## [Goal of the exercise]
If you see a picture in the data below, omit it and copy the rest exactly.

(Records for the exercise Opens)

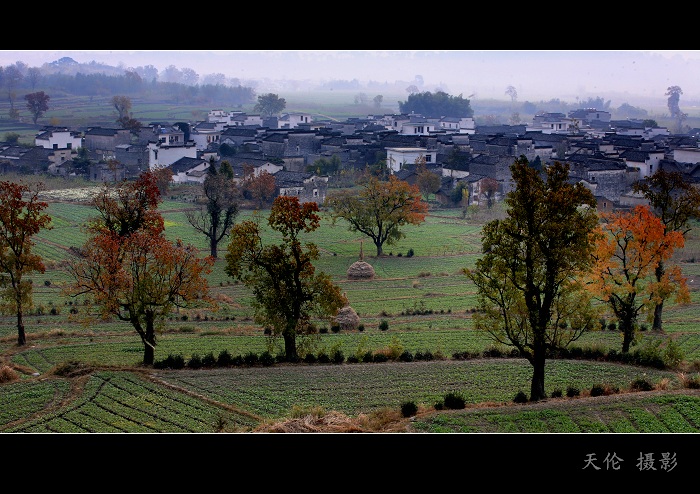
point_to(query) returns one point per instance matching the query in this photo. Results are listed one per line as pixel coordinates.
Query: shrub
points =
(266, 358)
(409, 409)
(251, 358)
(195, 362)
(673, 355)
(572, 391)
(520, 397)
(597, 390)
(337, 357)
(692, 382)
(8, 374)
(454, 401)
(641, 384)
(209, 360)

(Records for the exercise Closes)

## [Response to this task]
point_to(query) returns one point per instance matching the query in this photo. Results are listed one per line as pixel coordinates.
Query: shrub
points =
(266, 358)
(409, 409)
(251, 358)
(195, 362)
(673, 355)
(572, 391)
(520, 397)
(597, 390)
(337, 357)
(692, 382)
(8, 374)
(454, 401)
(641, 384)
(209, 360)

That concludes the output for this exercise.